Your goal
Print the stretch of the records below from the line containing "trace the outline of every instance of the garlic" through the line containing "120 0 L 119", copying every line character for character.
◆ ◆ ◆ ◆ ◆
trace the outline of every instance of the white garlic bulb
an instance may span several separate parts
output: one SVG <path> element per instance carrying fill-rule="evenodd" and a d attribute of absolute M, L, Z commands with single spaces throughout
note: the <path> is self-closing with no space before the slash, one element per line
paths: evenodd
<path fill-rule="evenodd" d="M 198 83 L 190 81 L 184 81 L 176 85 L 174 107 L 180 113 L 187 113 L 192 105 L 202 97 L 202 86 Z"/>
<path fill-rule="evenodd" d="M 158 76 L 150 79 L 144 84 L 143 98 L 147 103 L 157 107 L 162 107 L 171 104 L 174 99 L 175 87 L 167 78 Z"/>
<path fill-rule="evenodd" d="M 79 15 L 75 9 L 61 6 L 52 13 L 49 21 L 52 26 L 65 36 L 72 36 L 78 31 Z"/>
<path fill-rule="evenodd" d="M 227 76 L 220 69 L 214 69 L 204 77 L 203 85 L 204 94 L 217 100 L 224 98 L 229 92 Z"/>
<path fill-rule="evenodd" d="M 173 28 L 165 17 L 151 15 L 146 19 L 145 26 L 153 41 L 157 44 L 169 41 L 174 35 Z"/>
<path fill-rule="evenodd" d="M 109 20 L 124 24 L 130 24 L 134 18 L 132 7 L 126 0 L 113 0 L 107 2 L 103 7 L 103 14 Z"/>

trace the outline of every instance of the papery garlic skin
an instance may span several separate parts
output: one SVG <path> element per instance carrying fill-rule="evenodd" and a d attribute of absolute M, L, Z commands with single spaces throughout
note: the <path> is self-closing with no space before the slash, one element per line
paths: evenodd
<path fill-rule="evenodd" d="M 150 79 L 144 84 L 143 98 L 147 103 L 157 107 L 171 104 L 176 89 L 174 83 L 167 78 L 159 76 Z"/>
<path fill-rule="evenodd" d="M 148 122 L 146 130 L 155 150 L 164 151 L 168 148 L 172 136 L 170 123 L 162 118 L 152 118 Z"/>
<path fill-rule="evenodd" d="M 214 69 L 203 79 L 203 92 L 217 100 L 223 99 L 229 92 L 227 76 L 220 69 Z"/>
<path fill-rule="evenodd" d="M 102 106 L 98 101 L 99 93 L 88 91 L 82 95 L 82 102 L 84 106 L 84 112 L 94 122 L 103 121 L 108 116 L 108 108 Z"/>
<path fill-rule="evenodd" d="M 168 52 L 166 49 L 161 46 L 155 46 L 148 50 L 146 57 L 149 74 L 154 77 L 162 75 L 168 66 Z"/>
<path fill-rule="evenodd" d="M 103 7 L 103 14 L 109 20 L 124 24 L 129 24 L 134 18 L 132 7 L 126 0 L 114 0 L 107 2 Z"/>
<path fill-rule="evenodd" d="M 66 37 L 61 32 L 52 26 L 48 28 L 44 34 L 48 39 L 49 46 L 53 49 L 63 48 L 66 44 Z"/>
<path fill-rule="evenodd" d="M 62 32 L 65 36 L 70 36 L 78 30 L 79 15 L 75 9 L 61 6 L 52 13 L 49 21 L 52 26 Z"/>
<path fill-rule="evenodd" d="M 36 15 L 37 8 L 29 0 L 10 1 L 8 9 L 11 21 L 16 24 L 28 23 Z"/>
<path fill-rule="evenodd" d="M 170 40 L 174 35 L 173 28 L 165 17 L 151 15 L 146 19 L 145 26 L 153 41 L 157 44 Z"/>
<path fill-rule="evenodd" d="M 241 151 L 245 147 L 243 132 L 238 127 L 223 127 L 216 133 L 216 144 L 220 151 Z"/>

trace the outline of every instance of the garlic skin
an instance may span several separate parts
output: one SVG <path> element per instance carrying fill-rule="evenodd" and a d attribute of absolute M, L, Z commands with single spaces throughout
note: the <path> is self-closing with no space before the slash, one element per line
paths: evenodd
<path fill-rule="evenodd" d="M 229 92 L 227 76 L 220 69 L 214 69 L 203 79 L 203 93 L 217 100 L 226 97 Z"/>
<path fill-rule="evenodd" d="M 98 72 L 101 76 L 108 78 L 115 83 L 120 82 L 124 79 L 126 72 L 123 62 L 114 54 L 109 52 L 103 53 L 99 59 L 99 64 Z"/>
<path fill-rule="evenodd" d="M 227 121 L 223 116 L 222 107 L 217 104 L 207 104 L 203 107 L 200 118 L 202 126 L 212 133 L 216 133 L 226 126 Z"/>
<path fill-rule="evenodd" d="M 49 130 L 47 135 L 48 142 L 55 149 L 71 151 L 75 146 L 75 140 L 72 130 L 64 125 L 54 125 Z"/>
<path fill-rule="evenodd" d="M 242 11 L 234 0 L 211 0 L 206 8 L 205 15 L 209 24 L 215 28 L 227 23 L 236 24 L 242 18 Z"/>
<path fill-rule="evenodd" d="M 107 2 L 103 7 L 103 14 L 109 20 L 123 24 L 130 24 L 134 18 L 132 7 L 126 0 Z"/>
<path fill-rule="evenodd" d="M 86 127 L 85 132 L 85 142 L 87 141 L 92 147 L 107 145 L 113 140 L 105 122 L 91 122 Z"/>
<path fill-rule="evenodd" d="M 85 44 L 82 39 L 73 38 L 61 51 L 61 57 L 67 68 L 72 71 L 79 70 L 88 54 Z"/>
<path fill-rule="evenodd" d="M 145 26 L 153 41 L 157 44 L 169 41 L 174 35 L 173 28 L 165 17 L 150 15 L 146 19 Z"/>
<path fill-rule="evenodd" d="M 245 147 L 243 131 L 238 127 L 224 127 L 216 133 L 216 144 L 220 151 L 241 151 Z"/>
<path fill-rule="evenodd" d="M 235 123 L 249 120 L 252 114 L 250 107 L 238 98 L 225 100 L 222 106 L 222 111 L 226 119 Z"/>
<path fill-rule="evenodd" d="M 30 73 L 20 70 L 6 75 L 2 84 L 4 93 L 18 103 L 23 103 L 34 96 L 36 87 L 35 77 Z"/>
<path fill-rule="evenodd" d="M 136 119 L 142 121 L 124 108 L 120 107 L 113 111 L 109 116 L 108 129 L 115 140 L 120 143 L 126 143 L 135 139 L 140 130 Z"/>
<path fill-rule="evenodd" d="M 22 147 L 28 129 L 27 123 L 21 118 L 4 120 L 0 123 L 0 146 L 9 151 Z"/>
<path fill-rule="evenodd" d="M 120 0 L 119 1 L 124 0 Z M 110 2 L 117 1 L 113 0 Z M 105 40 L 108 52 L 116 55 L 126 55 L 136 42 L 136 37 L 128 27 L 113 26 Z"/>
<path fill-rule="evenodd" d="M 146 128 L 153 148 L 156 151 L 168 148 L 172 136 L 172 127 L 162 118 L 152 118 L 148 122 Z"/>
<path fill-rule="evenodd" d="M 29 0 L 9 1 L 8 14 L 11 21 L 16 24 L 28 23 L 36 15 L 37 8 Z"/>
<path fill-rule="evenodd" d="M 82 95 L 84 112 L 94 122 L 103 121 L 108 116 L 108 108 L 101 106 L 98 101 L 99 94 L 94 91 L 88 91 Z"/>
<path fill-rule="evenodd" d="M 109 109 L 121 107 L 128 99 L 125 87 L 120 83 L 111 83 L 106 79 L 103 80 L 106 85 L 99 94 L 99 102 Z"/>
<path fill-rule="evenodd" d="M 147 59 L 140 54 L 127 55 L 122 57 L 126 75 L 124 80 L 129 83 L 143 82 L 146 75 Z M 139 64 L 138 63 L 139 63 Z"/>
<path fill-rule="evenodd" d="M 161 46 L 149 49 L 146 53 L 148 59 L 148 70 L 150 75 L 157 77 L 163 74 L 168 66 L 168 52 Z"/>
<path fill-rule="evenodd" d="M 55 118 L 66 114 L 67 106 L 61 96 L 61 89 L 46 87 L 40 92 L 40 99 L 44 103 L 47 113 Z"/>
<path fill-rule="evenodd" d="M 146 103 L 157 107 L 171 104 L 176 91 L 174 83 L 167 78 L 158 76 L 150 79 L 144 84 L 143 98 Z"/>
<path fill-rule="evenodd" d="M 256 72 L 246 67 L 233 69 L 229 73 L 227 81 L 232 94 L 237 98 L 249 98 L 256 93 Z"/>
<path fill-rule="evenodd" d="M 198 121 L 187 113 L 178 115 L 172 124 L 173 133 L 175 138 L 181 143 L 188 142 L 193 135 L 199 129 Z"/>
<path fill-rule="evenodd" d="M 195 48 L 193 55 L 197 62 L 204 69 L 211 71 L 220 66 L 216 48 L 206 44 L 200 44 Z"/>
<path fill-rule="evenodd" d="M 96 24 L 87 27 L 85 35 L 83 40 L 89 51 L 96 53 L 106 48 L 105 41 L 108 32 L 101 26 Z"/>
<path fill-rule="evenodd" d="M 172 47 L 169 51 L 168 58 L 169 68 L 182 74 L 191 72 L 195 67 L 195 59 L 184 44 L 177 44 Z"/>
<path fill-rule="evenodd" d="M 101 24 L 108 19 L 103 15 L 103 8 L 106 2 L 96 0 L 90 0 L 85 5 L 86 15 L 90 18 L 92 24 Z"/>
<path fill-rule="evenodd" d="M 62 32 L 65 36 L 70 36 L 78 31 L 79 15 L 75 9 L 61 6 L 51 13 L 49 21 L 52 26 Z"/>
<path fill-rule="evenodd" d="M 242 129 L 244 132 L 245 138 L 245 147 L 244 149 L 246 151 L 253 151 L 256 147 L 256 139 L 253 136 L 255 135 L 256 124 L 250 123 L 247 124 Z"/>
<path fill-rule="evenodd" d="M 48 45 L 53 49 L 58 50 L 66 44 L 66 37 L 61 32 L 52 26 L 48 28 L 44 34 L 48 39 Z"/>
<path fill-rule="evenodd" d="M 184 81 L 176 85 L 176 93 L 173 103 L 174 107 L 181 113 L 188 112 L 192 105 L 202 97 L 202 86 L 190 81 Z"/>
◆ ◆ ◆ ◆ ◆
Solution to this exercise
trace the outline of every instance of the garlic skin
an instance may span several separate parts
output: one SVG <path> element per instance carrying fill-rule="evenodd" and a d attribute of absolute M, L, Z commands with single spaces throughout
note: the <path> is self-closing with no space before the slash, one element per line
paths: evenodd
<path fill-rule="evenodd" d="M 229 92 L 227 76 L 220 69 L 214 69 L 203 79 L 203 93 L 217 100 L 226 97 Z"/>
<path fill-rule="evenodd" d="M 98 72 L 101 76 L 108 78 L 115 83 L 120 82 L 124 79 L 126 72 L 123 62 L 114 54 L 109 52 L 103 53 L 99 59 L 99 64 Z"/>
<path fill-rule="evenodd" d="M 227 121 L 223 116 L 222 107 L 217 104 L 207 104 L 203 107 L 200 118 L 202 126 L 212 133 L 216 133 L 226 126 Z"/>
<path fill-rule="evenodd" d="M 49 130 L 47 135 L 48 142 L 55 149 L 71 151 L 75 146 L 75 140 L 72 130 L 64 125 L 54 125 Z"/>
<path fill-rule="evenodd" d="M 242 11 L 234 0 L 211 0 L 206 8 L 205 15 L 209 24 L 215 28 L 227 23 L 236 24 L 242 18 Z"/>
<path fill-rule="evenodd" d="M 107 2 L 103 7 L 103 14 L 109 20 L 123 24 L 130 24 L 134 18 L 132 7 L 126 0 Z"/>
<path fill-rule="evenodd" d="M 86 127 L 85 132 L 85 142 L 87 141 L 92 147 L 107 145 L 113 140 L 105 122 L 91 122 Z"/>
<path fill-rule="evenodd" d="M 85 44 L 82 39 L 73 38 L 61 51 L 61 57 L 67 68 L 72 71 L 79 70 L 88 54 Z"/>
<path fill-rule="evenodd" d="M 145 26 L 153 41 L 157 44 L 169 41 L 174 35 L 173 28 L 165 17 L 150 15 L 146 19 Z"/>
<path fill-rule="evenodd" d="M 245 147 L 243 131 L 238 127 L 224 127 L 216 133 L 216 144 L 220 151 L 241 151 Z"/>
<path fill-rule="evenodd" d="M 235 123 L 249 120 L 252 114 L 250 107 L 238 98 L 225 100 L 222 106 L 222 111 L 226 119 Z"/>
<path fill-rule="evenodd" d="M 30 73 L 20 70 L 6 75 L 2 84 L 4 93 L 18 103 L 23 103 L 34 96 L 36 87 L 35 77 Z"/>
<path fill-rule="evenodd" d="M 136 119 L 142 121 L 124 108 L 120 107 L 113 111 L 109 116 L 108 129 L 115 140 L 120 143 L 126 143 L 135 139 L 140 130 Z"/>
<path fill-rule="evenodd" d="M 22 147 L 28 129 L 27 123 L 21 118 L 4 120 L 0 123 L 0 146 L 9 151 Z"/>
<path fill-rule="evenodd" d="M 120 0 L 119 1 L 124 0 Z M 110 2 L 117 1 L 113 0 Z M 105 40 L 108 52 L 116 55 L 126 55 L 136 42 L 136 37 L 128 27 L 113 26 Z"/>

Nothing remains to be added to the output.